**Objective:** Find each line in the listing below that contains the word "tree", and copy those lines out. Case counts, so uppercase and lowercase letters don't match each other.

═══ Record list

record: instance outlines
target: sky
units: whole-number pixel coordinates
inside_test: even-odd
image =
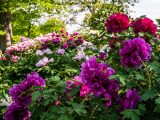
[[[160,18],[160,0],[139,0],[139,3],[135,3],[134,7],[130,8],[133,12],[131,16],[137,18],[141,15],[146,15],[148,18],[155,22],[156,18]],[[82,21],[84,15],[78,16],[77,20]],[[156,22],[155,22],[156,23]],[[79,25],[67,25],[69,33],[75,32]]]
[[[147,15],[155,21],[156,18],[160,18],[160,0],[139,0],[131,10],[134,11],[131,15],[136,18],[141,15]]]

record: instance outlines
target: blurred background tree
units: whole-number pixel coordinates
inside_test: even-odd
[[[107,16],[116,11],[128,12],[127,4],[133,5],[134,2],[134,0],[0,0],[0,49],[17,42],[20,36],[32,38],[57,31],[66,24],[79,24],[81,30],[85,28],[103,30]],[[80,13],[85,14],[85,19],[81,23],[76,20]],[[42,19],[46,15],[50,18]],[[59,17],[51,20],[54,15]],[[50,20],[47,21],[48,19]]]

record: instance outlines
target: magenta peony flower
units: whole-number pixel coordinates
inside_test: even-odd
[[[129,28],[129,18],[126,14],[117,12],[109,16],[105,26],[106,29],[111,33],[120,33]]]
[[[59,54],[59,55],[63,55],[64,53],[65,53],[65,49],[58,49],[57,51],[56,51],[56,53],[57,54]]]
[[[82,82],[88,86],[89,92],[93,92],[95,96],[103,96],[118,94],[119,82],[117,80],[109,80],[114,74],[114,70],[107,64],[98,63],[96,58],[90,58],[82,63],[80,77]],[[116,96],[116,95],[115,95]],[[113,96],[114,97],[114,96]]]
[[[43,67],[43,66],[45,66],[45,65],[47,65],[48,63],[53,62],[53,61],[54,61],[53,58],[48,59],[47,57],[43,57],[41,60],[39,60],[39,61],[35,64],[35,66],[36,66],[36,67]]]
[[[86,97],[89,94],[88,87],[85,84],[82,84],[81,90],[80,90],[80,96]]]
[[[127,40],[119,51],[121,63],[127,67],[141,66],[143,61],[151,58],[151,51],[150,44],[142,38]]]
[[[157,26],[151,19],[147,17],[137,18],[136,20],[132,21],[131,26],[136,34],[139,32],[148,32],[155,35],[157,32]]]
[[[140,95],[136,89],[129,89],[124,98],[121,99],[121,110],[134,109],[140,101]]]
[[[4,114],[4,120],[29,120],[30,112],[27,107],[12,103]]]

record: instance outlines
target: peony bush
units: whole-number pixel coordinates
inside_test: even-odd
[[[160,39],[117,12],[100,35],[22,38],[0,57],[5,120],[160,119]]]

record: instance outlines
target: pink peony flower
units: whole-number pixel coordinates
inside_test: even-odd
[[[59,55],[63,55],[65,53],[65,49],[58,49],[56,53]]]
[[[85,84],[82,84],[81,90],[80,90],[80,96],[81,97],[86,97],[89,93],[89,89]]]
[[[36,63],[36,67],[43,67],[47,65],[49,62],[53,62],[53,61],[54,61],[53,58],[48,59],[47,57],[44,57]]]
[[[131,26],[133,27],[133,31],[135,34],[139,32],[148,32],[153,35],[156,35],[157,26],[153,23],[153,21],[147,17],[137,18],[132,21]]]
[[[106,29],[111,33],[120,33],[127,30],[129,25],[128,16],[120,12],[110,15],[105,23]]]

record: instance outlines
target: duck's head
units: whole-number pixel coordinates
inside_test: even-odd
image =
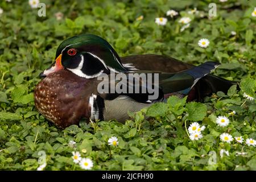
[[[126,71],[110,44],[92,34],[82,34],[63,41],[57,49],[55,63],[40,76],[47,76],[63,69],[86,78],[94,78],[110,71]]]

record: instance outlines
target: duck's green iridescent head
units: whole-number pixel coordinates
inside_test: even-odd
[[[59,46],[55,59],[55,64],[45,70],[43,76],[64,68],[86,78],[110,71],[126,71],[110,44],[93,34],[82,34],[65,40]]]

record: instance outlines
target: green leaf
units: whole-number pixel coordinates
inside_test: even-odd
[[[237,85],[234,85],[230,86],[228,90],[228,96],[232,97],[236,93],[237,93]]]
[[[245,42],[247,46],[250,46],[253,39],[253,31],[249,29],[246,30],[245,33]]]
[[[0,119],[3,120],[15,121],[20,120],[22,119],[22,117],[20,115],[16,113],[1,111]]]
[[[167,111],[168,106],[165,103],[159,102],[149,107],[146,115],[151,117],[163,117]]]
[[[125,138],[129,138],[134,136],[137,132],[137,128],[133,128],[130,129],[126,134],[123,135]]]
[[[36,112],[36,111],[29,111],[29,112],[27,112],[27,113],[24,115],[24,118],[27,118],[32,115],[36,115],[38,114],[38,112]]]
[[[85,139],[82,140],[82,143],[79,146],[79,149],[81,151],[83,149],[86,149],[86,154],[90,154],[92,150],[92,140],[88,139]]]
[[[6,94],[3,92],[0,91],[0,102],[9,103],[7,98]]]
[[[134,153],[134,154],[137,155],[141,155],[141,150],[137,147],[131,146],[130,147],[130,149]]]
[[[253,159],[250,160],[246,164],[247,166],[250,167],[251,170],[256,170],[256,159]]]
[[[255,93],[255,85],[256,81],[249,77],[242,80],[241,82],[242,90],[247,94],[253,97]]]
[[[201,121],[207,114],[207,106],[202,103],[192,102],[186,104],[188,113],[188,119],[193,121]]]

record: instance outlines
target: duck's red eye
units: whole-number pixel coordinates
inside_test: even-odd
[[[68,51],[68,54],[70,56],[74,56],[76,53],[76,50],[75,49],[70,49]]]

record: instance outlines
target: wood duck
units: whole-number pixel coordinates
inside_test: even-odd
[[[234,83],[209,74],[218,65],[206,62],[195,67],[156,55],[119,57],[102,38],[82,34],[67,39],[59,46],[55,63],[40,74],[44,78],[34,90],[35,106],[60,128],[78,125],[83,118],[123,122],[129,118],[128,110],[135,112],[164,102],[171,95],[187,95],[190,101],[201,101],[217,91],[226,92]],[[150,100],[151,93],[141,92],[143,86],[148,87],[146,84],[139,87],[137,93],[98,92],[102,81],[98,77],[109,77],[111,73],[158,73],[158,85],[150,86],[157,86],[158,96]],[[109,82],[112,80],[110,78]],[[130,82],[128,80],[127,85]],[[116,86],[116,80],[114,82]]]

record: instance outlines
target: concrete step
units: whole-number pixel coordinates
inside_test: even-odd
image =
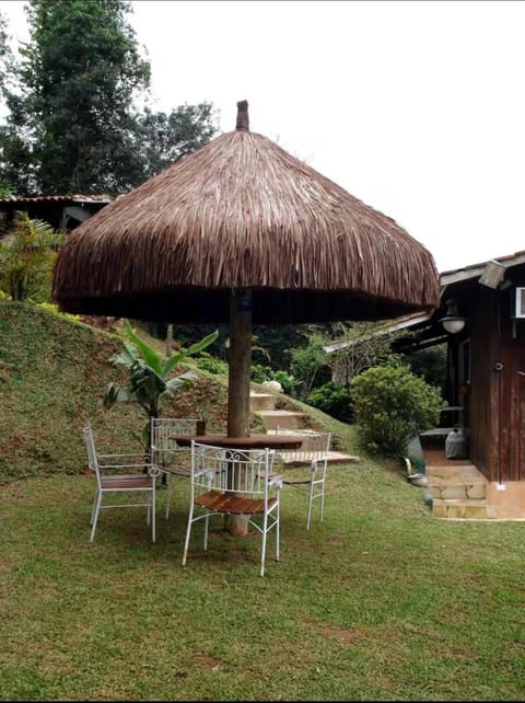
[[[277,396],[273,393],[254,393],[249,394],[249,407],[255,413],[261,410],[276,410]]]
[[[428,495],[433,500],[485,500],[487,481],[472,464],[428,466]]]
[[[306,413],[292,413],[284,410],[261,410],[256,413],[262,418],[267,430],[277,429],[278,425],[301,429],[304,427],[304,418],[307,417]]]
[[[481,499],[432,499],[434,518],[454,520],[494,520],[499,518],[498,509],[488,500]]]

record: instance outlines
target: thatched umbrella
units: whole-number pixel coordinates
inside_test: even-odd
[[[68,312],[230,323],[228,435],[249,426],[252,324],[380,320],[439,303],[431,254],[393,219],[250,132],[234,131],[119,197],[60,250]]]

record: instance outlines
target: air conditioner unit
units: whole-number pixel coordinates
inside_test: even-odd
[[[516,288],[514,318],[525,318],[525,288]]]

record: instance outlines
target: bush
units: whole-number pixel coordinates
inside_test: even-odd
[[[352,379],[350,392],[363,446],[400,459],[410,439],[438,425],[444,407],[441,391],[408,366],[376,366]]]
[[[202,369],[209,373],[228,373],[228,364],[222,359],[218,359],[217,357],[207,354],[206,352],[195,360],[195,365],[198,369]]]
[[[316,388],[306,397],[308,405],[318,407],[324,413],[331,415],[341,423],[351,423],[353,420],[352,397],[350,389],[339,381],[328,381],[324,385]]]
[[[298,385],[299,381],[287,373],[285,371],[273,371],[270,366],[262,364],[254,364],[252,367],[252,380],[254,383],[262,383],[264,381],[279,381],[281,388],[287,395],[292,395],[293,389]]]

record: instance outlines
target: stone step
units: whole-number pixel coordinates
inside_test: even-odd
[[[454,520],[494,520],[498,510],[486,499],[432,499],[432,516],[434,518]]]
[[[256,412],[262,418],[267,430],[277,429],[278,425],[292,429],[301,429],[304,427],[304,418],[307,417],[306,413],[292,413],[291,411],[284,410],[262,410]]]
[[[254,393],[249,394],[249,407],[258,413],[261,410],[276,410],[277,396],[273,393]]]
[[[442,500],[485,500],[487,498],[485,481],[451,483],[450,481],[436,481],[429,476],[427,491],[432,498]]]
[[[428,495],[435,500],[485,500],[487,481],[468,463],[455,466],[427,466]]]

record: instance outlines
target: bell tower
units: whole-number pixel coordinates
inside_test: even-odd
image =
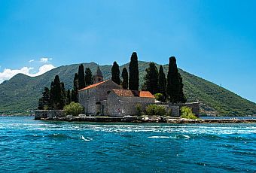
[[[99,82],[103,81],[103,75],[102,71],[99,69],[99,67],[97,67],[97,71],[96,74],[93,75],[93,84],[97,83]]]

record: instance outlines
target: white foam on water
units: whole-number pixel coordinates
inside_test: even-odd
[[[88,137],[87,137],[87,138],[90,138],[90,139],[87,139],[87,138],[85,138],[84,136],[83,136],[83,135],[80,136],[80,138],[82,139],[82,140],[84,140],[84,141],[90,141],[90,139],[91,139],[90,138],[88,138]]]
[[[148,138],[169,138],[169,136],[149,136]]]

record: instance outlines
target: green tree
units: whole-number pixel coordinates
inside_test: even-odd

══════

**Output:**
target: blurred background tree
target: green tree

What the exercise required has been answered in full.